Dataset excerpts:
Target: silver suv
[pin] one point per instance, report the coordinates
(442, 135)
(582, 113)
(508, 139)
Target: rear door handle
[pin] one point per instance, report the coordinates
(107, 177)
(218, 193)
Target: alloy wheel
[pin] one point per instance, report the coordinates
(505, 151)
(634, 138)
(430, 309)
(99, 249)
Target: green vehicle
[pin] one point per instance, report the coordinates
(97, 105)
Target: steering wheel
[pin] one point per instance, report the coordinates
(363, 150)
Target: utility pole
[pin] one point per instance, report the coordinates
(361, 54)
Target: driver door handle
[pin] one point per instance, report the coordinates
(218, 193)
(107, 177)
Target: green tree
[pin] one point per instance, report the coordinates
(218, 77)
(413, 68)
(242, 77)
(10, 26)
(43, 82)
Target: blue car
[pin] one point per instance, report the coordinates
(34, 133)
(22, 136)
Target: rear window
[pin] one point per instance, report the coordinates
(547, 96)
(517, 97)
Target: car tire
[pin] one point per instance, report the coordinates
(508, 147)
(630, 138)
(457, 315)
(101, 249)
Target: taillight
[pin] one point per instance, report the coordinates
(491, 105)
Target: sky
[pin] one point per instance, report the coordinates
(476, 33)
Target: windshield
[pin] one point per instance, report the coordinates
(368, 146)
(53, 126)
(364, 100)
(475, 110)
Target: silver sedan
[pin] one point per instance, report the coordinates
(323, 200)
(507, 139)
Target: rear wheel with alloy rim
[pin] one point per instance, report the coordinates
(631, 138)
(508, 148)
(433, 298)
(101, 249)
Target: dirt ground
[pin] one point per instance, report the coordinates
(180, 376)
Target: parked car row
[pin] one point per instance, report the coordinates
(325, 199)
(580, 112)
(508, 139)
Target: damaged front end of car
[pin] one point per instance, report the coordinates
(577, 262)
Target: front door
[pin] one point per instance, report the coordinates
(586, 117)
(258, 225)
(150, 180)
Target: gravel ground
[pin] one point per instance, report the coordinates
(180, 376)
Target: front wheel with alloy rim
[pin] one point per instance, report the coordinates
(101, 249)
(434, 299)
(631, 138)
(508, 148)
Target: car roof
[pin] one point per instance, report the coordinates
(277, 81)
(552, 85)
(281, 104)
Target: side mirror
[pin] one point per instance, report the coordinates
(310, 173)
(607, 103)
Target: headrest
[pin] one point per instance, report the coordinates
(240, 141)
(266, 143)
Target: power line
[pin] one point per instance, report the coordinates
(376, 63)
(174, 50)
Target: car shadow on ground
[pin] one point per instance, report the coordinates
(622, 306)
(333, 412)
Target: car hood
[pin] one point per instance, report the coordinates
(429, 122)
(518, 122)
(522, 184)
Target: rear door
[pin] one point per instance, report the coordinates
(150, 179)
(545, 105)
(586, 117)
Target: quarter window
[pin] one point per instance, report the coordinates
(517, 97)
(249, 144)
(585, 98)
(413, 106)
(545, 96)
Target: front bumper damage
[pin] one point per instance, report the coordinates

Problem:
Reproduce all of the rows above character for character, with no changes.

Full answer:
Target: silver suv
[pin] one point per instance, report the coordinates
(442, 135)
(582, 113)
(508, 139)
Target: rear door handle
[pin] one point per instance, report the coordinates
(107, 177)
(218, 193)
Target: alloy wheel
[pin] one point per instance, report the coordinates
(505, 151)
(634, 138)
(430, 309)
(99, 249)
Target: green vehicle
[pin] one point per instance, report the coordinates
(97, 105)
Target: steering wheel
[pin] one point per instance, report the coordinates
(363, 150)
Target: utility pole
[pin] one point per instance, report the coordinates
(361, 54)
Target: driver door handle
[pin] one point per instance, report the coordinates
(218, 193)
(107, 177)
Target: green tree
[pin] one point per instance, report the coordinates
(218, 77)
(413, 68)
(242, 77)
(10, 26)
(43, 82)
Target: blue car
[pin] one point per instance, report the coordinates
(34, 133)
(22, 136)
Target: rear window
[pin] one point per instance, report the coordinates
(547, 96)
(517, 97)
Target: car tire
[pin] one point per instance, report the coordinates
(508, 147)
(630, 138)
(457, 315)
(101, 249)
Target: taillight
[pin] one point per instance, report the coordinates
(491, 105)
Target: sky
[pin] one point per instance, report the coordinates
(476, 33)
Target: windshield
[pin] one point per instance, report the coordinates
(368, 146)
(53, 126)
(364, 100)
(475, 110)
Target: silver sedan
[pin] one point per instance, report the coordinates
(323, 200)
(507, 139)
Target: rear wheel with alloy rim
[pin] one point per instance, report the coordinates
(631, 138)
(508, 148)
(433, 298)
(101, 249)
Target: dirt ground
[pin] one point per instance, report the coordinates
(180, 376)
Target: parked car row
[pin] one point per instance, report the coordinates
(325, 199)
(580, 112)
(508, 139)
Target: damaged front end of car
[pin] one point per instance, report the coordinates
(577, 262)
Target: front door
[pin] one point per instance, report the coordinates
(586, 117)
(258, 225)
(150, 180)
Target: gravel ground
[pin] one point per instance, report the coordinates
(180, 376)
Target: front wheel with alloy rim
[pin] one point per instance, report the coordinates
(101, 249)
(434, 299)
(631, 138)
(508, 148)
Target: car roof
[pin] one point per instance, report the coordinates
(277, 81)
(552, 85)
(281, 104)
Target: side mirror
[pin] one point per instance, report the coordinates
(310, 173)
(607, 103)
Target: headrest
[pin] one point per instance, report the coordinates
(240, 141)
(266, 143)
Target: power line
[pin] one point per instance, report the coordinates
(376, 63)
(174, 50)
Target: car shadow on ground
[pin] one point per instance, report the coordinates
(622, 306)
(333, 412)
Target: car hood
[pin] one point per instance, report the coordinates
(429, 122)
(518, 122)
(522, 184)
Target: rear door
[pin] one point per instance, report the coordinates
(150, 179)
(545, 105)
(586, 117)
Target: quarter window
[pin] one point per instance, report the coordinates
(517, 97)
(249, 144)
(585, 98)
(413, 106)
(545, 96)
Target: front bumper damage
[pin] one point per instance, report the coordinates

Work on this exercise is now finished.